From the Solomon family history, extract the passage beginning at the words "4. Minnie Winifred" and stopping after the words "11.Jane Solomon.".

** Text follows **

Minnie Pilkington and Alfred Viner Solomon had the following children:
1. Alec Viner Pilkington Solomon (1879-1942).
2. Alfred Woodford Solomon, born 30 January 1880.
3. Nellie Maud Solomon, born 26 July 1881.
4. Minnie Winifred Solomon, born 8 January 1884 – 1938.
5. Frank Middleton Solomon, born 1890.
4. Henry Solomon, son of Henry Solomon and Julia Sophia Middleton,
was a Clerk in his father's business. Henry appeared in the 1878 Voters list
for Western Cape giving his residence as 49 and 50 St. George's St., Cape Town
and is listed as a salaried Clerk.
5. Annie Solomon.
6. Arthur Solomon.
7. Charles Solomon.
8. Eliza Solomon.
9. Harry Solomon.
10.Isabel Solomon.
11.Jane Solomon.
12.Julia Solomon.
-------------------------------------------------------------------------------------------------------------------------
Third Generation – the
children of Saul Solomon & Georgiana Margaret Thomson.
1. Saul Solomon, son of Saul Solomon and Georgiana Margaret Thomson,
was born in 1875 in Cape Town, South Africa.
Biographical Extract taken from https://1820gw.wikispaces.com
“Admitted to the Bar he practiced in Cape Town and Johannesburg for six
years before changing course and becoming a minister of the Church of England
in a slum parish of London. Unsettled,
distressed and dissatisfied with this experience and with Anglicanism he left
the church, converted to the Roman Catholic church, and returned to his
practice at the Bar in Johannesburg in 1916. He was a brilliant and
thorough advocate specialising in statute and corporate law and his elevation
to the Transvaal Bench in 1928 was universally approved of. However, Saul did
not make the mark on the Bench that he had done at the Bar. Perhaps he missed
the excitement of a good fight, but he found most of his duties as a judge
rather too mundane. There were several stories told about him. One referred to
his habit of nodding his head in following an argument, a mannerism which was mistaken
by some to be indicating assent. In one case Counsel for a Jewish businessman
accused of fraud was extolling the virtuous and blameless life of his client
and Solomon had been nodding throughout. Two friends of the accused were
greatly impressed by the Judge’s acceptance of the qualities of their friend
and by his sympathetic attitude. “Vot a Judge!” said one to the other. In due
course Solomon gave his judgement. He gave the accused a verbal lambasting,
describing him as a rogue and a thief and one who deserved to be severely
punished. Finally he sentenced him to ten years imprisonment. “Vot a poker
player!” said the other friend. In another case Saul Solomon sentenced a farmer
from the Bethal area named Nafte to death for the beating and murder of a
native employee. The sentence caused a furore as at that time the sentence of
death upon a white man for killing a black was unusual. Such was the outcry
that administrative action was taken to commute the death sentence to a
sentence of life imprisonment. Fair minded people, then and now, regarded
Solomon’s sentence as appropriate in the circumstances and he strongly resented
the overturning action taken. In
retirement Saul lived in his house at St James in Cape Town lovingly cared for
by his sister Daisy”.

** End of Text **
** Records provided follows **

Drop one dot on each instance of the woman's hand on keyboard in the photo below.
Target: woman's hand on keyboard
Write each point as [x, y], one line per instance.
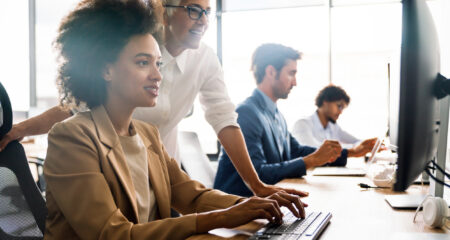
[292, 202]
[245, 211]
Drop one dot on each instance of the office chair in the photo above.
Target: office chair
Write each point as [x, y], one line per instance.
[22, 207]
[193, 160]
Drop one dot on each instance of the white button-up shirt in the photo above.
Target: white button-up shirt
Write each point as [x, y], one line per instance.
[194, 71]
[310, 132]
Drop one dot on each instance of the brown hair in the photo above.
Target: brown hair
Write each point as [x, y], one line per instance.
[92, 36]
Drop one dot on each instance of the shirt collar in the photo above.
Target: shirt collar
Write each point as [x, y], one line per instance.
[271, 106]
[180, 60]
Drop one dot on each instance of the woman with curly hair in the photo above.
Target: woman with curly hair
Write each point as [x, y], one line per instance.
[108, 176]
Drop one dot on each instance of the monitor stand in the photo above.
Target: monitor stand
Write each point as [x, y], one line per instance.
[435, 189]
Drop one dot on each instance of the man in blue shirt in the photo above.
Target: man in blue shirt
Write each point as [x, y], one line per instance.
[274, 152]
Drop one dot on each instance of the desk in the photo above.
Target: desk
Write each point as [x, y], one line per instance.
[357, 213]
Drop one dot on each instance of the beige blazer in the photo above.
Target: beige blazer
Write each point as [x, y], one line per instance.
[90, 194]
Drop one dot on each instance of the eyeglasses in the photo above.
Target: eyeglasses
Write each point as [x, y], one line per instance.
[194, 12]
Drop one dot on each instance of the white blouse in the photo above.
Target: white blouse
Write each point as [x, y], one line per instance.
[194, 72]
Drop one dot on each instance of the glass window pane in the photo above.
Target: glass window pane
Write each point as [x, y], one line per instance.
[14, 49]
[49, 14]
[364, 40]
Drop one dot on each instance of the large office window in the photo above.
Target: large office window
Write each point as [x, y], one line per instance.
[14, 53]
[363, 44]
[49, 14]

** End of Records provided **

- **Answer to this problem**
4. Minnie Winifred Solomon, born 8 January 1884 – 1938.
5. Frank Middleton Solomon, born 1890.
4. Henry Solomon, son of Henry Solomon and Julia Sophia Middleton,
was a Clerk in his father's business. Henry appeared in the 1878 Voters list
for Western Cape giving his residence as 49 and 50 St. George's St., Cape Town
and is listed as a salaried Clerk.
5. Annie Solomon.
6. Arthur Solomon.
7. Charles Solomon.
8. Eliza Solomon.
9. Harry Solomon.
10.Isabel Solomon.
11.Jane Solomon.